# ASSIGNMENT:
Your answer must consist of every line from the data below that includes the word "cloud".

#####

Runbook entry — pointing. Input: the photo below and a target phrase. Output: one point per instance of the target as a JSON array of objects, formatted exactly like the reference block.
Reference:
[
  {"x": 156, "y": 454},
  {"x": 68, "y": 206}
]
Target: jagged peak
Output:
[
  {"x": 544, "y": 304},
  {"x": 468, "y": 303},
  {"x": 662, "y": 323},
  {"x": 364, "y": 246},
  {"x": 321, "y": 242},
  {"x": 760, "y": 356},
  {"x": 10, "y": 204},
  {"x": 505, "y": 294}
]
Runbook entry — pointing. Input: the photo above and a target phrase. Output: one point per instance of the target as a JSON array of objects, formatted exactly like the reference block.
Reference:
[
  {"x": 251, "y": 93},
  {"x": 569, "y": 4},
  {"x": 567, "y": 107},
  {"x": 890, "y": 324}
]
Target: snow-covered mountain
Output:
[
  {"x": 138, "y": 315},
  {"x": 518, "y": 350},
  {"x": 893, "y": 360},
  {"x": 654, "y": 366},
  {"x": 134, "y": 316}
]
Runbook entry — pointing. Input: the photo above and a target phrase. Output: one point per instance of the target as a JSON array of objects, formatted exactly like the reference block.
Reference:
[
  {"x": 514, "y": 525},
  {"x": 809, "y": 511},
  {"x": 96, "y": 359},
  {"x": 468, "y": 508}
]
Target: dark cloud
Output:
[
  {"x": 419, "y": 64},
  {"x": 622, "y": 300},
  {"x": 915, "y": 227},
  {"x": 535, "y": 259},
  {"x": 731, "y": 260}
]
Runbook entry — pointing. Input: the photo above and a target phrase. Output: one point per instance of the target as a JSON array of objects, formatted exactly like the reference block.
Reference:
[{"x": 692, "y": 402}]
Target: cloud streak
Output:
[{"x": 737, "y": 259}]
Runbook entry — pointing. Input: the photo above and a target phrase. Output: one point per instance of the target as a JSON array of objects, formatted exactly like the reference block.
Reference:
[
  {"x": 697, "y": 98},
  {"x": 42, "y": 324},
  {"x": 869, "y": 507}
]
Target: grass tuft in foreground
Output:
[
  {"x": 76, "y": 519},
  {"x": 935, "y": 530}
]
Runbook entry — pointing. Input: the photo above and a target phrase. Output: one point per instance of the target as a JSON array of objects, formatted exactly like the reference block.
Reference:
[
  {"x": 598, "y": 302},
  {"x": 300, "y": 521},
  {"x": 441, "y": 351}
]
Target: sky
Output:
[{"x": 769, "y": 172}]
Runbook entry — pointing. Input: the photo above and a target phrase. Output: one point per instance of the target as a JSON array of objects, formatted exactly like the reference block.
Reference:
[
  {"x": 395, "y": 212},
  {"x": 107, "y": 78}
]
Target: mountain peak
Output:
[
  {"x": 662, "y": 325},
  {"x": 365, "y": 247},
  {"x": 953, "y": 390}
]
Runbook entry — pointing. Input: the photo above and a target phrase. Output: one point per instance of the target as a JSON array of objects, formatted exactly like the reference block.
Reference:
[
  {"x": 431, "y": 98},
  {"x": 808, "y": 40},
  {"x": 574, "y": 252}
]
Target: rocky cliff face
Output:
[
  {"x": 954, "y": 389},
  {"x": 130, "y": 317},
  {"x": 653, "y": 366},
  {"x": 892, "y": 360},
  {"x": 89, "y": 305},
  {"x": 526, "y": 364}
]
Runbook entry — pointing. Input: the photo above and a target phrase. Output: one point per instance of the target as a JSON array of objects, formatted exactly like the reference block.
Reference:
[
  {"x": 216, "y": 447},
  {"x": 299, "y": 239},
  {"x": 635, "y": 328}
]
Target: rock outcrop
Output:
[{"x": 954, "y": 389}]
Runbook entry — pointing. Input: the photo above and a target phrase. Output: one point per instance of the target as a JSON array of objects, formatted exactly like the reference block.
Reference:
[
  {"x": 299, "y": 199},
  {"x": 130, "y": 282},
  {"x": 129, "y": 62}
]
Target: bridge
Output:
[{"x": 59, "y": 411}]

#####

# SOLUTION TO THIS TASK:
Target: dark cloud
Target: cloud streak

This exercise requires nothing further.